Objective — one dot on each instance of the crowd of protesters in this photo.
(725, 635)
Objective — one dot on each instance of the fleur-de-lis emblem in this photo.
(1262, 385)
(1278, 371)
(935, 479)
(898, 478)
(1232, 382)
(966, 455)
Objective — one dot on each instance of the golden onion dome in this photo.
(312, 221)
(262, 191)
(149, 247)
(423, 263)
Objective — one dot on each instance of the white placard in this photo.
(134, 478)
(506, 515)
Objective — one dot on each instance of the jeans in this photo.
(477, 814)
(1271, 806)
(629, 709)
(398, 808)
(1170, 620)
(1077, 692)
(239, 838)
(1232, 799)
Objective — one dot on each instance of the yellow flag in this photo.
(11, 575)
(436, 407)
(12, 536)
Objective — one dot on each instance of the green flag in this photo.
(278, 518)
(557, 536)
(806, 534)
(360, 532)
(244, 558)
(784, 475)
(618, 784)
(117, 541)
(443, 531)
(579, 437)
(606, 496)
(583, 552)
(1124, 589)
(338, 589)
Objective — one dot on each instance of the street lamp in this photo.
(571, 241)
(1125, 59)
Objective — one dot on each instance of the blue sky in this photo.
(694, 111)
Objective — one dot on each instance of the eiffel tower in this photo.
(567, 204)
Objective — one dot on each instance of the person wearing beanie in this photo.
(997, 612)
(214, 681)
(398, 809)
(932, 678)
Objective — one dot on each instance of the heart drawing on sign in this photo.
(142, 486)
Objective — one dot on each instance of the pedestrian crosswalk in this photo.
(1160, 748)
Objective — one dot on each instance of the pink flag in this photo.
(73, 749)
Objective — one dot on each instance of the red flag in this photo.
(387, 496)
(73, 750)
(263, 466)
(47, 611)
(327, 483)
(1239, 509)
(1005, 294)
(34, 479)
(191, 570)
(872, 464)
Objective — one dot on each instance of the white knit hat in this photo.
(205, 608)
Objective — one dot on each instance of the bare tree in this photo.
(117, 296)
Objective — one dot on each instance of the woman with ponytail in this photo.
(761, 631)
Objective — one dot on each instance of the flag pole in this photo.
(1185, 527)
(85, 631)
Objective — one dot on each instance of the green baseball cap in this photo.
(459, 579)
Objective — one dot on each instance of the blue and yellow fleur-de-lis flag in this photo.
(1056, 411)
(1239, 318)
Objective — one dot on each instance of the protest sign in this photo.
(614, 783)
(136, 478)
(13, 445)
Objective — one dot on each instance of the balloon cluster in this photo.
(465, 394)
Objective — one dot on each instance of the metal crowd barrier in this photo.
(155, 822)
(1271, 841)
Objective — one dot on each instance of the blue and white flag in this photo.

* SHORT EXERCISE
Copy out every line of the material above, word for word, keeping the original order.

* COMPLETE OUTPUT
Objective — one dot on each instance of the crowd of protesters in this photo.
(725, 635)
Objective — one dot on each instance of the fleur-de-lis emblem in this photo.
(1262, 385)
(1278, 371)
(935, 479)
(898, 478)
(1232, 382)
(966, 455)
Objective — one dot on each instance of the golden onion dome in this photo.
(312, 221)
(262, 191)
(149, 247)
(423, 263)
Objective — one dot on each instance of the white placard in this photo.
(134, 478)
(506, 515)
Objective — one dot on each instance of the jeans in this photo.
(477, 814)
(1271, 806)
(629, 709)
(398, 808)
(1170, 620)
(1077, 692)
(239, 838)
(1232, 799)
Objective — one dot on each instance of the yellow flag in this photo.
(11, 575)
(436, 407)
(12, 536)
Objective — one dot on each instance of the green flag in this photo.
(278, 518)
(557, 536)
(806, 534)
(360, 532)
(244, 558)
(784, 475)
(618, 784)
(117, 541)
(443, 531)
(579, 437)
(606, 496)
(583, 552)
(1124, 589)
(338, 589)
Objective — one dot on each instance of the street lamp in this photo.
(571, 241)
(1125, 59)
Objective — one dot on each instance of the blue sky in this photo.
(694, 111)
Objective — one dot on each instance of the eiffel tower in this photo.
(567, 204)
Objective — one dot on each instance of the person wearing beanie in this photo.
(997, 612)
(214, 681)
(398, 809)
(932, 678)
Objective — one dot on each instance of the heart drawing on sign in this photo.
(142, 486)
Objective — one dot on each instance of the pedestrian crosswalk in this photo.
(1160, 748)
Objective — one dot on each instance of the pink flag in this photo.
(73, 749)
Objective — one dot on each instance of the red flag in this photo.
(387, 496)
(73, 750)
(263, 466)
(47, 611)
(327, 483)
(1239, 509)
(1005, 294)
(34, 479)
(191, 570)
(872, 464)
Objective — one dot on each instance of the white knit hat in this photo.
(205, 608)
Objective — one dot on each instance of the bare tree in this photo.
(117, 296)
Objective — one dot on each instance of the woman with ponytail in this photo.
(761, 631)
Objective — one dot on each instance of the flag pole in this photo.
(1185, 527)
(85, 631)
Objective — one dot on each instance of the green baseball cap in this photo.
(459, 579)
Objective — one dot on each instance of the blue and yellow fleur-de-lis flag in this photo.
(1056, 411)
(1239, 318)
Objective — one dot on each instance of the protest sign in this photo.
(614, 783)
(136, 478)
(13, 445)
Objective — one dot on each instance of the balloon cluster in this photo.
(465, 394)
Objective — one dot on each instance of the metal crowd barrier in this photo.
(155, 822)
(1271, 841)
Objective — one dot on each instance of the blue and white flag in this photo.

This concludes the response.